# Requirements
Rewrite every line of the entries below as a numbered list, skipping blank lines and leaving out the pictures.

# Dataset records
## BEGIN

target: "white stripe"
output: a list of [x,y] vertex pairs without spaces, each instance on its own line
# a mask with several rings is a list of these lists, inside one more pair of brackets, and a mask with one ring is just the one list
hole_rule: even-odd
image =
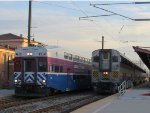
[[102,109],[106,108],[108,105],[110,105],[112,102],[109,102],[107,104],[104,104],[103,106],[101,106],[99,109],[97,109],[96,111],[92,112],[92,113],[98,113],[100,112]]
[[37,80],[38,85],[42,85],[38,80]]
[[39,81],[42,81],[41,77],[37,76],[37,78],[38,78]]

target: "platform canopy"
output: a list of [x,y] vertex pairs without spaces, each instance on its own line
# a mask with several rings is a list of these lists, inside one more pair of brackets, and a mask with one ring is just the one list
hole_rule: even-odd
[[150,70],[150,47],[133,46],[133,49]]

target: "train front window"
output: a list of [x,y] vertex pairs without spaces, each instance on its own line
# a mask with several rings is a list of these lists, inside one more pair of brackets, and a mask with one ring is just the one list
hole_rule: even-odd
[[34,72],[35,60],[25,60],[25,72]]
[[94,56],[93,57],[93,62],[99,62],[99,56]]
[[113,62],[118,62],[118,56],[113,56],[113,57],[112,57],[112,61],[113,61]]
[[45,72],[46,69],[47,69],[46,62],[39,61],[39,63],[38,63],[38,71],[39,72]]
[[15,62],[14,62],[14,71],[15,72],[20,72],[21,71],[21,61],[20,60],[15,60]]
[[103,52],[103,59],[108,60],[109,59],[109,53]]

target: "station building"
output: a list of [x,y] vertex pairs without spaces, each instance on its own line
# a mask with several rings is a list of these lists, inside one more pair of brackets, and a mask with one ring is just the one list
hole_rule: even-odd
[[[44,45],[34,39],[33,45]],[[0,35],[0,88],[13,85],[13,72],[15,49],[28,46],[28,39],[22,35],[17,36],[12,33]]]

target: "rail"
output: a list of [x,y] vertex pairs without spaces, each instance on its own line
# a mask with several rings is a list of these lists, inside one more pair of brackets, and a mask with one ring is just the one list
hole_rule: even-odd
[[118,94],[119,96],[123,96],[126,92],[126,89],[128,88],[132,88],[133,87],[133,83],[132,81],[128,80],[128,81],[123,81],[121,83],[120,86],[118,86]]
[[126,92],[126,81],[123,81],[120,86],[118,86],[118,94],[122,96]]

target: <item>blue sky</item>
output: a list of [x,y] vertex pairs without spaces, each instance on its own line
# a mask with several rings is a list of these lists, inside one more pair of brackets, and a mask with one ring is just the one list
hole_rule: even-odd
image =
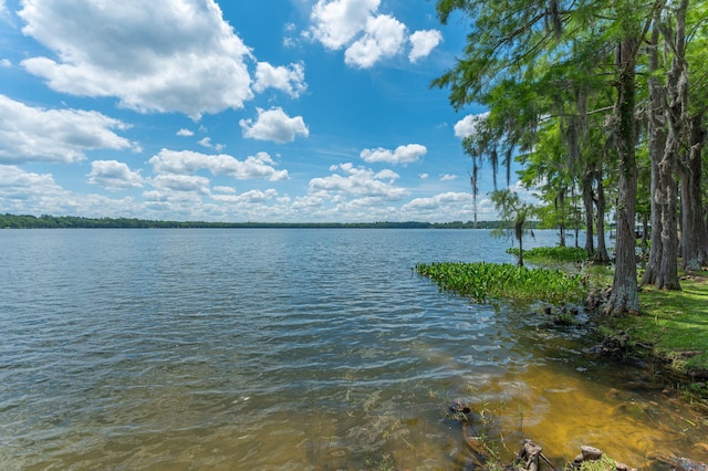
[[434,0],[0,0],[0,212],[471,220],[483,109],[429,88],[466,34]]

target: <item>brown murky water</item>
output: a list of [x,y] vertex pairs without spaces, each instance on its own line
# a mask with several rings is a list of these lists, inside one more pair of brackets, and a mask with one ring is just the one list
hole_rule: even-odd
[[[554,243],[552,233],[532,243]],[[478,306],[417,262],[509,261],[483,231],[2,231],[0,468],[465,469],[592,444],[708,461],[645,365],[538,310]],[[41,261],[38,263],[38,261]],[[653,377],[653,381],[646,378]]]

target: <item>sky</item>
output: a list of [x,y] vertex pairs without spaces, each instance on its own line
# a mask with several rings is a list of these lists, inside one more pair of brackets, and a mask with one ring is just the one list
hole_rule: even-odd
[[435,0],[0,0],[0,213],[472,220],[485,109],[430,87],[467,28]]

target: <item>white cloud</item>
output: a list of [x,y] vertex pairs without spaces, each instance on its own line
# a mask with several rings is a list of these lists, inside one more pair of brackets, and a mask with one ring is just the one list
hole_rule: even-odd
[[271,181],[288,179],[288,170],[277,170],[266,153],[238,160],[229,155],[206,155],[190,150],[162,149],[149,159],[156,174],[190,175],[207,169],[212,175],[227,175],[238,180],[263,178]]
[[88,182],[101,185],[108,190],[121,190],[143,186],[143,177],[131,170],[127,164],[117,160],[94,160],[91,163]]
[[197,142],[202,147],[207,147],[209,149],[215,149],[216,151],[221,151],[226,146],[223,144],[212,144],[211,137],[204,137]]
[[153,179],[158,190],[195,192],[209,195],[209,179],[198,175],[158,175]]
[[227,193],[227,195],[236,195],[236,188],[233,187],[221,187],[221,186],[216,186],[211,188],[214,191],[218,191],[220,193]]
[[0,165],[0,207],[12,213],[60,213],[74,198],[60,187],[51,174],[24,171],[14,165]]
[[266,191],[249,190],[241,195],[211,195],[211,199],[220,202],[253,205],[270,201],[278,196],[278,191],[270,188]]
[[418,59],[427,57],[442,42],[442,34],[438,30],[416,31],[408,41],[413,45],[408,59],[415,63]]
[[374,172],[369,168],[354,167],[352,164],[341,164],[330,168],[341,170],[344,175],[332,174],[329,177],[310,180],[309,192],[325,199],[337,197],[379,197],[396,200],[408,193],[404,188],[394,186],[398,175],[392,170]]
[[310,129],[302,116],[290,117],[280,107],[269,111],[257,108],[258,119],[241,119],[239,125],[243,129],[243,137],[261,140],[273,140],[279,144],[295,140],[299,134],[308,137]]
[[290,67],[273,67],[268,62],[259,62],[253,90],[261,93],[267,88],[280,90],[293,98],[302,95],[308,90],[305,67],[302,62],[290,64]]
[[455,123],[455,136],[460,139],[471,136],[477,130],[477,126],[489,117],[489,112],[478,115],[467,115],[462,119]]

## END

# Solution to the problem
1. target: "white stripe"
2. output: a list of [x,y] vertex pairs without spaces, each instance on its own line
3. # a mask with several rings is a list of these lists, inside one more pair of brackets, and a mask with one ring is just the one list
4. hole_rule: even-odd
5. image =
6. [[102,109],[106,108],[108,105],[110,105],[112,102],[109,102],[107,104],[104,104],[103,106],[101,106],[99,109],[97,109],[96,111],[92,112],[92,113],[98,113],[100,112]]
7. [[37,80],[38,85],[42,85],[38,80]]
8. [[39,81],[42,81],[41,77],[37,76],[37,78],[38,78]]
9. target: "platform canopy"
10. output: a list of [x,y] vertex pairs without spaces, each instance on its own line
11. # a mask with several rings is a list of these lists, inside one more pair of brackets, and a mask with one ring is just the one list
12. hole_rule: even-odd
13. [[150,70],[150,47],[133,46],[133,49]]
14. target: "train front window"
15. output: a list of [x,y] vertex pairs without spaces, each instance on its own line
16. # a mask with several rings is a list of these lists, inside one more pair of brackets, and a mask with one ring is just the one list
17. hole_rule: even-odd
18. [[34,72],[35,60],[25,60],[25,72]]
19. [[94,56],[93,57],[93,62],[99,62],[99,56]]
20. [[113,62],[118,62],[118,56],[113,56],[113,57],[112,57],[112,61],[113,61]]
21. [[45,72],[46,69],[47,69],[46,62],[39,61],[39,63],[38,63],[38,71],[39,72]]
22. [[15,62],[14,62],[14,71],[15,72],[20,72],[21,71],[21,61],[20,60],[15,60]]
23. [[103,52],[103,59],[108,60],[109,59],[109,53]]
24. target: "station building"
25. output: a list of [x,y] vertex pairs without spaces, each instance on its own line
26. # a mask with several rings is a list of these lists, inside one more pair of brackets, and a mask with one ring is just the one list
27. hole_rule: even-odd
28. [[[44,45],[34,39],[33,45]],[[0,35],[0,88],[13,85],[13,72],[15,49],[28,46],[28,39],[22,35],[17,36],[12,33]]]
29. target: "rail"
30. output: a list of [x,y] vertex pairs without spaces, each instance on its own line
31. # a mask with several rings is a list of these lists, inside one more pair of brackets, and a mask with one ring is just the one list
32. hole_rule: even-odd
33. [[118,94],[119,96],[123,96],[126,92],[126,89],[128,88],[132,88],[133,87],[133,83],[132,81],[128,80],[128,81],[123,81],[121,83],[120,86],[118,86]]
34. [[126,92],[126,81],[123,81],[120,86],[118,86],[118,94],[122,96]]
35. target: <item>blue sky</item>
36. output: a list of [x,y] vertex pairs without spaces, each instance on its own line
37. # a mask with several rings is a list of these lists, inside one more pair of brackets, and a mask with one ring is just the one list
38. hole_rule: even-odd
39. image =
40. [[434,0],[0,0],[0,212],[471,220],[483,109],[429,88],[466,34]]
41. target: <item>brown murky water</item>
42. output: a list of [x,y] vertex pairs without spaces, each instance on its own line
43. # a mask with several rings is a list of these lists, inside one more pair of brackets, and a mask with one ring is just the one list
44. hole_rule: even-odd
45. [[[554,243],[552,233],[532,243]],[[478,306],[417,262],[509,261],[483,231],[2,231],[0,468],[465,469],[592,444],[708,461],[645,365],[538,310]],[[41,261],[38,263],[38,261]],[[653,377],[653,381],[646,378]]]
46. target: <item>sky</item>
47. output: a list of [x,y] vertex pairs without spaces, each instance on its own line
48. # a mask with several rings is a list of these lists, inside one more pair of brackets, and a mask with one ring is just the one list
49. hole_rule: even-odd
50. [[435,0],[0,0],[0,213],[472,220],[485,109],[430,87],[467,28]]
51. target: <item>white cloud</item>
52. output: a list of [x,y] vertex pairs without spaces, each instance on its own line
53. # a mask with several rings is a list of these lists, inside one more pair of brackets, and a mask with one ring is just the one list
54. hole_rule: even-odd
55. [[271,181],[288,179],[288,170],[277,170],[266,153],[238,160],[229,155],[206,155],[190,150],[162,149],[149,159],[156,174],[190,175],[207,169],[212,175],[227,175],[238,180],[263,178]]
56. [[88,182],[101,185],[108,190],[121,190],[143,186],[143,177],[131,170],[127,164],[117,160],[94,160],[91,163]]
57. [[197,142],[202,147],[207,147],[209,149],[215,149],[216,151],[221,151],[226,146],[223,144],[212,144],[211,137],[204,137]]
58. [[153,179],[158,190],[195,192],[209,195],[209,179],[198,175],[158,175]]
59. [[227,193],[227,195],[236,195],[236,188],[233,187],[221,187],[221,186],[216,186],[211,188],[214,191],[218,191],[220,193]]
60. [[0,165],[0,207],[12,213],[60,213],[74,198],[60,187],[51,174],[24,171],[14,165]]
61. [[266,191],[249,190],[241,195],[211,195],[211,199],[220,202],[253,205],[270,201],[278,196],[278,191],[270,188]]
62. [[418,59],[427,57],[442,42],[442,34],[438,30],[416,31],[408,41],[413,45],[408,59],[415,63]]
63. [[374,172],[369,168],[354,167],[352,164],[341,164],[330,168],[341,170],[344,175],[332,174],[329,177],[310,180],[309,192],[325,199],[337,197],[379,197],[396,200],[408,193],[404,188],[394,186],[398,175],[392,170]]
64. [[310,129],[302,116],[290,117],[280,107],[269,111],[257,108],[258,119],[241,119],[239,125],[243,129],[243,137],[261,140],[273,140],[279,144],[295,140],[299,134],[308,137]]
65. [[290,67],[273,67],[268,62],[259,62],[253,90],[261,93],[267,88],[280,90],[293,98],[302,95],[308,90],[305,67],[302,62],[290,64]]
66. [[455,123],[455,136],[460,139],[471,136],[477,130],[477,126],[489,117],[489,112],[478,115],[467,115],[462,119]]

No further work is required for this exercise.